> DATA SUPPLIED:

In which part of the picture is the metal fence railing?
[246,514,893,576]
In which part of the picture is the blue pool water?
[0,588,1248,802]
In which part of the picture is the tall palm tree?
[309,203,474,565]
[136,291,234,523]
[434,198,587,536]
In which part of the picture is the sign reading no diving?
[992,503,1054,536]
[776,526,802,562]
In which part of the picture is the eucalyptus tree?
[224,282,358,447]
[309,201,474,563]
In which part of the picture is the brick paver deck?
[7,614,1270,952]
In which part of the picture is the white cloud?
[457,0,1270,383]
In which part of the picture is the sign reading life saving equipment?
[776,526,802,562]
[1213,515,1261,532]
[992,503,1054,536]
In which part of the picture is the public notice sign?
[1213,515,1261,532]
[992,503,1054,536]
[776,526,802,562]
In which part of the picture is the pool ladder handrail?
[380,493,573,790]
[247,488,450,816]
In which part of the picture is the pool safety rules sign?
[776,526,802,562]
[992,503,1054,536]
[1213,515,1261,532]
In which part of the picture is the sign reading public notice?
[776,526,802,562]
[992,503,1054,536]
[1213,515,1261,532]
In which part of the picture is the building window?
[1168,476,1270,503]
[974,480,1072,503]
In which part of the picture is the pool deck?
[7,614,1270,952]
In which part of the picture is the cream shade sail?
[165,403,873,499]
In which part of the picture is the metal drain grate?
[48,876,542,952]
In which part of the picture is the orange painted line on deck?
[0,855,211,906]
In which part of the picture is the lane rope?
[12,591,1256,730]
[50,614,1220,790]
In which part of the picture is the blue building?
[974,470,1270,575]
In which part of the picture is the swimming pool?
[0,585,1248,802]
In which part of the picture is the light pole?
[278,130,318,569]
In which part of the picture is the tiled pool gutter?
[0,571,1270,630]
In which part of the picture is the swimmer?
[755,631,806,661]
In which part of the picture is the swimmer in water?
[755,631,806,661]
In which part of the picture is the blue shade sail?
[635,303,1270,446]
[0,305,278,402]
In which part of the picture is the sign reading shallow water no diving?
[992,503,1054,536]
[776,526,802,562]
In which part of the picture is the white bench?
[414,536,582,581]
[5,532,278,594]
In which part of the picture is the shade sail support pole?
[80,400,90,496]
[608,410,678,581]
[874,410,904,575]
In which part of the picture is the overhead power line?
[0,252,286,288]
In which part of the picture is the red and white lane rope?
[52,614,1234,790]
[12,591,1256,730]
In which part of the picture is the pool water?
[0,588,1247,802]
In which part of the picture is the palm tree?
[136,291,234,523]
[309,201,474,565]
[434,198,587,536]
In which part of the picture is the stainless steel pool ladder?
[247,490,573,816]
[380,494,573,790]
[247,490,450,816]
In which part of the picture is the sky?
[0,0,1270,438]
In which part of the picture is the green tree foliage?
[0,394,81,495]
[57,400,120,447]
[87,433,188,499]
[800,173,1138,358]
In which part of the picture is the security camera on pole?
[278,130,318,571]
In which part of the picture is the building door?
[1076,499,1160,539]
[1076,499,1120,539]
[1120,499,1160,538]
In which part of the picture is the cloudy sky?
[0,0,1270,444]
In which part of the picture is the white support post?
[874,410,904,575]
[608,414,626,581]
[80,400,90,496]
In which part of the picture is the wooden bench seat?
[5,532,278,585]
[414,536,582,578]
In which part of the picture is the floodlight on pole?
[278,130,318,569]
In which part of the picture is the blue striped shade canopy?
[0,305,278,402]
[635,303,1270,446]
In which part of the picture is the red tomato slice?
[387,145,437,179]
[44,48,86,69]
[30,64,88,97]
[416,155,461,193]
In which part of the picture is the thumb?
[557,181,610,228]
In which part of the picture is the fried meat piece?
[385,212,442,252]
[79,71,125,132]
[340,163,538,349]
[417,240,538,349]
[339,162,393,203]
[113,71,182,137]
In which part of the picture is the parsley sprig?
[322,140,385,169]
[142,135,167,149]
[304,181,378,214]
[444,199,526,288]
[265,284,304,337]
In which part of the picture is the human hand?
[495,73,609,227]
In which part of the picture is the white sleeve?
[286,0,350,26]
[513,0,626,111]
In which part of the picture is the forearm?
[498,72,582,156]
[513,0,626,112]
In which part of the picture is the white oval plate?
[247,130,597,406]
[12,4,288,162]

> YOUR GOAL:
Rewrite the items from the line containing "In which part of the picture is the pool water?" through the line containing "[0,0,1270,444]", requests included, shifting every bounding-box coordinate in the answers up by 72. Copy each request unchanged.

> EXERCISE SOLUTION:
In which part of the picture is the pool water?
[72,660,1319,874]
In which part of the picture is the palm tree?
[208,363,306,595]
[381,273,546,637]
[506,270,659,608]
In which part of the picture is the stainless steel pool ladder?
[319,562,645,888]
[452,566,645,862]
[319,562,522,888]
In which part of the picture is the sky?
[72,72,1342,510]
In which part of the picture is the green tree foliage?
[72,466,153,567]
[129,472,192,519]
[159,505,260,571]
[872,245,1210,430]
In which part of the picture is the security camera on pole?
[350,202,390,643]
In which part of the picture is the building door?
[1148,571,1232,611]
[1148,571,1192,611]
[1192,571,1232,610]
In which part of the picture is the cloudy sky?
[72,72,1342,516]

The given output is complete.